> **Text shown**:
-- Start --
5.6 Commission Filings; Consolidated Financial Statements. (a)
The Company has filed all required forms, reports and documents with the SEC
since September 30, 1996, including, in the form filed with the SEC, together
with any amendments thereto, (i) its Annual Report on Form 10-K for the fiscal
year ended September 30, 1999 (the "Company 10-K"), (ii) all proxy statements
relating to the Company's meetings of stockholders (whether annual or special)
held since September 30, 1999 (the "Company Current Proxies"), (iii) its
Quarterly Report on Form 10-Q for the fiscal quarter ended December 31, 1999
(the "Company December 1999 10-Q" and, together with the Company 10-K and the
Company Current Proxies, the "Company Current SEC Reports") and (iv) all other
reports or registration statements filed by the Company with the SEC since
September 30, 1996 (collectively, the "Company SEC Reports") with the SEC, all
of which complied when filed in all material respects with all applicable
requirements of the Securities Act of 1933, as amended, and the rules and
regulations promulgated thereunder (the "Securities Act") and the Exchange Act
of 1934, as amended, and the rules and regulations promulgated thereunder (the
"Exchange Act"). The audited consolidated financial statements and unaudited
consolidated interim financial statements of the Company and its subsidiaries
included or incorporated by reference in such Company SEC Reports were prepared
in accordance with generally accepted accounting principles applied on a
consistent basis during the periods involved (except as may be indicated in the
notes thereto) and present fairly, in all material respects, the financial
position and results of operations and cash flows of the Company and its
subsidiaries on a consolidated basis at the respective dates and for the
respective periods indicated (and in the case of all such financial statements
that are interim financial statements, contain all adjustments so to present
fairly). Except to the extent that information contained in any Company SEC
Report was revised or superseded by a later filed Company SEC Report, none of
the Company SEC Reports contained any untrue statement of a material fact or
omitted to state any material fact required to be stated therein or necessary in
order to make the statements therein, in light of the circumstances under which
they were made, not misleading. The Company has provided to Hain copies of all
other correspondence sent to or received from the SEC by the Company and its
subsidiaries since September 30, 1996 (other than cover letters).
(b) The Company has provided to Hain true and complete copies
of the unaudited consolidated balance sheet of the Company at February
19, 2000 (the "February Balance Sheet") and the unaudited consolidated
statements of income, stockholders' equity and cash flow of the Company
for the period from December 26, 1999 through February 19, 2000
(collectively, the "February Financials"). The February Financials
fairly present, in all material respects, the financial position of the
Company at February 19, 2000, and the results of operations of the
Company for the period then ended, and have been prepared in accordance
with generally accepted accounting principles applied on a consistent
basis, except that such financial statements will not include any
footnote disclosures that might otherwise be required to be included by
generally accepted accounting principles, and shall also be subject to
normal non-recurring year-end audit adjustments. The February Balance
Sheet reflects all liabilities of the Company, whether absolute,
accrued or contingent, as of the date thereof of the type required to
be reflected or disclosed on a balance sheet prepared in accordance
with generally accepted accounting principles (applied in a manner
consistent with the notes of the financial statements included in the
Company 10-K).
-- End --
> **Supplied material**:
-- Start --
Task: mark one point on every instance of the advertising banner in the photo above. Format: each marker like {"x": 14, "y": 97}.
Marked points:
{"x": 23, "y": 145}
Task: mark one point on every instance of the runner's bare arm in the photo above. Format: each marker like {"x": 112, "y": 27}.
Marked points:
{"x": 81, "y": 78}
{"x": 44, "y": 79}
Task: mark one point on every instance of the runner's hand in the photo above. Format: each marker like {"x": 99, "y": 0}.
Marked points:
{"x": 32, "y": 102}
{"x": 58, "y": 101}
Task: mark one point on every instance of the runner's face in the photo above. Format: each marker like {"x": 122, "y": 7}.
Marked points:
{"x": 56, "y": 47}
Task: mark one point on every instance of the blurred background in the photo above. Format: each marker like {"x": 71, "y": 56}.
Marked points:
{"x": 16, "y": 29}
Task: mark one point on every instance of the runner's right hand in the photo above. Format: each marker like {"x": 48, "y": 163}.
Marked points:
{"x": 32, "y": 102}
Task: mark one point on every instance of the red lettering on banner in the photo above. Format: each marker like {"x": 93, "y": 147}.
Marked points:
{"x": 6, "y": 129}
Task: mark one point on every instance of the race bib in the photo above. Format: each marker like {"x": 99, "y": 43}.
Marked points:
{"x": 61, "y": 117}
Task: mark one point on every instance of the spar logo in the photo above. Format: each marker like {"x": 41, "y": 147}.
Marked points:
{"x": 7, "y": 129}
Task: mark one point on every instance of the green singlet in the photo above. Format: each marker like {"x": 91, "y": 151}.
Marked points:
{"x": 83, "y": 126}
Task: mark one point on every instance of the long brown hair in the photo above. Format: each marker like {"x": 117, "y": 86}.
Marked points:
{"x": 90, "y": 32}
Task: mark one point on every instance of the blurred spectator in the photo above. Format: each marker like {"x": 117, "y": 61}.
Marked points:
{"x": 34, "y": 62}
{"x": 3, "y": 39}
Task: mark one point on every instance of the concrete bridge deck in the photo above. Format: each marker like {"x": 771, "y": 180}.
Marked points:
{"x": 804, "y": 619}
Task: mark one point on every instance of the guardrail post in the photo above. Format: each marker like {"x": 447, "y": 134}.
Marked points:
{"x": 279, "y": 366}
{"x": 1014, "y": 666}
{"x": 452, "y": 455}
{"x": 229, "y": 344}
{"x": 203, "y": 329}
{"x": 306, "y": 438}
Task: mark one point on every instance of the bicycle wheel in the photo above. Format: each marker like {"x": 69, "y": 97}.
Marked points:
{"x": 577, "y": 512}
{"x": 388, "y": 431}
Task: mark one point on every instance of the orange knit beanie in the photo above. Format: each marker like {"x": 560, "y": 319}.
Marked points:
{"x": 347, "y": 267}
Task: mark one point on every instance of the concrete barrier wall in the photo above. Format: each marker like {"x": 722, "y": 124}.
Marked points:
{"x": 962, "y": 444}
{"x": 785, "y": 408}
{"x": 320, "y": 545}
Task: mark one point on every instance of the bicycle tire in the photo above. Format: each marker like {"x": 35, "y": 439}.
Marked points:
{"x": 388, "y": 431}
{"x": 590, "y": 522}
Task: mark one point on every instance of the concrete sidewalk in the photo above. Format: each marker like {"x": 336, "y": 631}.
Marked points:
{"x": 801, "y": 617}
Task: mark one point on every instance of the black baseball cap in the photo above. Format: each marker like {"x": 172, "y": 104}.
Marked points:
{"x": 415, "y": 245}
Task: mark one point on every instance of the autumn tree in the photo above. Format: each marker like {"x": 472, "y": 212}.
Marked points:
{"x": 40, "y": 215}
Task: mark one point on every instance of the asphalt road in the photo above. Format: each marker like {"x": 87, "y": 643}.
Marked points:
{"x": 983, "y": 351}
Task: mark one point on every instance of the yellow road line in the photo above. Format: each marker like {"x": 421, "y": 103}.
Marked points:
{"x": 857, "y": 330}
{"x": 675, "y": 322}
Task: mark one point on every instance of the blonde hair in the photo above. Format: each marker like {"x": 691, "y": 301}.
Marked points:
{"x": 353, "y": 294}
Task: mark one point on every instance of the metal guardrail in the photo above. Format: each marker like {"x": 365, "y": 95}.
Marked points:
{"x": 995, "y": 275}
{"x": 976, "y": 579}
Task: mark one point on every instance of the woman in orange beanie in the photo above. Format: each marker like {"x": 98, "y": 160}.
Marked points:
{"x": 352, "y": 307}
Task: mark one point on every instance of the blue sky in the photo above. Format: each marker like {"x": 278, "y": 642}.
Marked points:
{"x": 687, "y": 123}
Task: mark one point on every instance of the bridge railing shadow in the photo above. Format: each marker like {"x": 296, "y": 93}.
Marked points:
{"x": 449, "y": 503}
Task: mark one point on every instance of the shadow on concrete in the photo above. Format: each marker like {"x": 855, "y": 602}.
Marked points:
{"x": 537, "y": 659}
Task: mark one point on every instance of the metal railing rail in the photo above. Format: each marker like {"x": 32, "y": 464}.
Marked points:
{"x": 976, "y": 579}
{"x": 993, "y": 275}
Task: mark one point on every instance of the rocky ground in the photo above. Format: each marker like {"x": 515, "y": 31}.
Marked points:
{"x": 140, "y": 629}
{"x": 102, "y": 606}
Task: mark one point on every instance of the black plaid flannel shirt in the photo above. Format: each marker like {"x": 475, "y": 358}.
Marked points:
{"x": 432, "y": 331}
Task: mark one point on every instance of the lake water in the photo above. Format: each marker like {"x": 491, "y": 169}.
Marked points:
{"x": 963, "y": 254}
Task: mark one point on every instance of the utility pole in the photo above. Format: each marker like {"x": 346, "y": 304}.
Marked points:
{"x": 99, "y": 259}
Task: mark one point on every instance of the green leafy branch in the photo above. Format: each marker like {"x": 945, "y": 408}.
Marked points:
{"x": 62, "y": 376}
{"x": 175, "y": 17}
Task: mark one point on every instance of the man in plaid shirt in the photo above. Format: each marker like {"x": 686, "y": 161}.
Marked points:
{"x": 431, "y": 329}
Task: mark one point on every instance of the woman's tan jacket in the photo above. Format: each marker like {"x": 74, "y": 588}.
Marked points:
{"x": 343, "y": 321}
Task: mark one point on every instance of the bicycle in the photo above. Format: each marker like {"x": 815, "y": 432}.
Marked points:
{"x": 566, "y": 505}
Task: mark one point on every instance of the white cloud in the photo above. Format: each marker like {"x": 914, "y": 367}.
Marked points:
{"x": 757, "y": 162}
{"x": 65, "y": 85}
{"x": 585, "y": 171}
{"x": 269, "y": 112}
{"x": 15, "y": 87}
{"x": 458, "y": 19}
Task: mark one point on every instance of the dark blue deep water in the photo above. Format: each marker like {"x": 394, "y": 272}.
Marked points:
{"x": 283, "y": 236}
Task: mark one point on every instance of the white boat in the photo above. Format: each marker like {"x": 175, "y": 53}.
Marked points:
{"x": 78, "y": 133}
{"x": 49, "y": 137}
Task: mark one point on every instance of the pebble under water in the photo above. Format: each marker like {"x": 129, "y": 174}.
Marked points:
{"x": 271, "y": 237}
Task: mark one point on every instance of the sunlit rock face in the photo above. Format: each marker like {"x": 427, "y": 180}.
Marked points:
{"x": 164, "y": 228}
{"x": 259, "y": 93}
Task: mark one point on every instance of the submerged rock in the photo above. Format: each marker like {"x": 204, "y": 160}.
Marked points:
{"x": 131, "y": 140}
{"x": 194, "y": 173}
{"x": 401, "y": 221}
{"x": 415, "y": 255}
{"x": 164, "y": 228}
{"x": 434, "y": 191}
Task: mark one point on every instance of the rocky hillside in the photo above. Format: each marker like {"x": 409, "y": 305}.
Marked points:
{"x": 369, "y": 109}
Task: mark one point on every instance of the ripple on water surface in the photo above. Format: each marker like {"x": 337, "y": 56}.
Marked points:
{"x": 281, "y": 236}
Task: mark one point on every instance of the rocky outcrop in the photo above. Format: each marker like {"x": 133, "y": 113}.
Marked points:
-- End --
> **Written exercise A**:
Answer each question from the section on Commission filings and financial statements.
(i) What fiscal quarter does the Company December 1999 10-Q cover?
(ii) As of what date is the February Balance Sheet prepared?
(iii) What period do the unaudited statements of income, stockholders' equity and cash flow in the February Financials cover?
> **Written exercise B**:
Can you pick up the section on Commission filings and financial statements after its last sentence and continue it?

> **Reply A**:
(i) The fiscal quarter ended December 31, 1999.
(ii) February 19, 2000.
(iii) December 26, 1999 through February 19, 2000.

> **Reply B**:
5.7 Absence of Changes or Events. Except as set forth in
the Company Current SEC Reports, since the date of the Company 10-K:
(a) there has been no material adverse change, or any
development involving a prospective material adverse change, in the
general affairs, management, business, operations, condition (financial
or otherwise) or prospects of the Company and its subsidiaries taken as
a whole;
(b) there has not been any direct or indirect redemption,
purchase or other acquisition of any shares of capital stock of the
Company or any of its subsidiaries, or any declaration, setting aside
or payment of any dividend or other distribution by the Company or any
of its subsidiaries in respect of its capital stock;
(c) except in the ordinary course of its business and
consistent with past practice, neither the Company nor any of its
subsidiaries has incurred any indebtedness for borrowed money, or
assumed, guaranteed, endorsed or otherwise as an accommodation become
responsible for the obligations of any other individual, firm or
corporation, or made any loans or advances to any other individual,
firm or corporation;
(d) there has not been any change in the financial or the
accounting methods, principles or practices of the Company or
its subsidiaries;
(e) except in the ordinary course of business and for amounts
which are not material, there has not been any revaluation by the
Company or any of its subsidiaries of any of their respective assets,
including, without limitation, writing down the value of inventory or
writing off notes or accounts receivables;
(f) there has not been any damage, destruction or loss,
whether covered by insurance or not, except for such as would not,
individually or in the aggregate, have a Company Material Adverse
Effect; and
(g) there has not been any agreement by the Company or any of
its subsidiaries to (i) do any of the things described in the preceding
clauses (a) through (f) other than as expressly contemplated or
provided for in this Agreement or (ii) take, whether in writing or
otherwise, any action which, if taken prior to the date of this
Agreement, would have made any representation or warranty in this
Article V untrue or incorrect.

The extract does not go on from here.